GIVEN REQUEST
Below you will find a set of lines. Repeat them all exactly.

EXERCISE INPUTS
※
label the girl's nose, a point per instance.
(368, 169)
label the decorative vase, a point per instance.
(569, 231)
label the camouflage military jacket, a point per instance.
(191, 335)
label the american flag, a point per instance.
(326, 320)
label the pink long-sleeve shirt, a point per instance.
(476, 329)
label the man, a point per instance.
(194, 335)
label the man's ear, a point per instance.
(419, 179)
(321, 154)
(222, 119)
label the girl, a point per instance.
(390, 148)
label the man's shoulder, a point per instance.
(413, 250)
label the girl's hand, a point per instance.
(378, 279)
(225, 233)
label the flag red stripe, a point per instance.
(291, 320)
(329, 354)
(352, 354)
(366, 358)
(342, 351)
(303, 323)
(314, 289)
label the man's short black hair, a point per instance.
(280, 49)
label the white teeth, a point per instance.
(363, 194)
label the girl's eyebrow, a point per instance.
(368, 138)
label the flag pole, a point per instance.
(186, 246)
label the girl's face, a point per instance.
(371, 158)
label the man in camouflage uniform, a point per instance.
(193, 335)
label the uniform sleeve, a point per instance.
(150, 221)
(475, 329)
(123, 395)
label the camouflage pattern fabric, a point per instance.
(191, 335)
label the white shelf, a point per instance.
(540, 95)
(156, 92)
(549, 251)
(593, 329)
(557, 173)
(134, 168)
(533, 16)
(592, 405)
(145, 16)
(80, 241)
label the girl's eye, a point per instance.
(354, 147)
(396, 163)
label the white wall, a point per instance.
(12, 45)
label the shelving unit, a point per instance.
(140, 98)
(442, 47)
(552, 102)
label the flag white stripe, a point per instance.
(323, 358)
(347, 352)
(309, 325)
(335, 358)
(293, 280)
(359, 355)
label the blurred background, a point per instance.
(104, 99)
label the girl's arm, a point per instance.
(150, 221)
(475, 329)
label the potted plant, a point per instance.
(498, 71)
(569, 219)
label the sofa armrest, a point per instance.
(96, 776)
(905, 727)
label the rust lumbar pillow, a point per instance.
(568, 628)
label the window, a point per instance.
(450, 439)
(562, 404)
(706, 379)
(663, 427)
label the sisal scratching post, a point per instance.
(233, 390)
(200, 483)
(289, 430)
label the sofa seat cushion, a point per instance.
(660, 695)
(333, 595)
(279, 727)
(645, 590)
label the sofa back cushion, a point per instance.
※
THE OUTPUT
label the girl's nose, a point per instance.
(368, 169)
label the decorative vase, a point per instance.
(569, 231)
label the camouflage military jacket, a point per instance.
(191, 335)
label the american flag, a point per instance.
(326, 320)
label the pink long-sleeve shirt, a point per instance.
(476, 329)
label the man, a point per instance.
(194, 335)
label the man's ear, a point per instance.
(419, 179)
(321, 154)
(222, 119)
label the girl, a point per instance.
(390, 148)
label the man's shoulder, a point per instance.
(413, 250)
label the girl's hand, a point per instance.
(378, 279)
(225, 233)
label the flag red stripe, a point per instance.
(291, 320)
(329, 354)
(352, 354)
(366, 358)
(342, 351)
(303, 323)
(314, 289)
label the man's short black hair, a point per instance.
(280, 49)
label the white teeth, a point per instance.
(363, 194)
label the girl's eyebrow, a point per instance.
(368, 138)
label the flag pole, a point per instance.
(186, 246)
label the girl's face, a point per instance.
(371, 158)
label the man in camouflage uniform, a point per instance.
(193, 335)
label the uniform sleeve, a point per instance.
(150, 221)
(475, 329)
(123, 395)
label the camouflage pattern fabric, a point per instance.
(191, 335)
label the white shelf, a point per instance.
(540, 95)
(156, 92)
(549, 251)
(593, 329)
(557, 173)
(134, 168)
(533, 16)
(592, 405)
(145, 16)
(80, 241)
label the girl's eye, a point per instance.
(354, 147)
(396, 163)
label the white wall, a point per instance.
(12, 45)
label the shelving unit, a point per instance.
(140, 98)
(442, 47)
(552, 102)
label the flag white stripe, a point per instance.
(323, 358)
(347, 352)
(309, 325)
(335, 358)
(293, 280)
(359, 355)
label the blurred background, a point per instance.
(104, 99)
label the girl's arm, a point per instance.
(150, 221)
(475, 329)
label the potted plant, a point per instance.
(498, 71)
(569, 219)
label the sofa armrest, a point per instance.
(96, 776)
(905, 727)
label the rust lumbar pillow, a point per instance.
(568, 628)
label the window, a point per instance.
(450, 439)
(562, 404)
(706, 379)
(663, 427)
label the sisal scratching post, a point per instance.
(233, 390)
(200, 483)
(289, 430)
label the sofa seat cushion, a point per instance.
(660, 695)
(333, 595)
(279, 727)
(645, 590)
label the sofa back cushion, a point per instance.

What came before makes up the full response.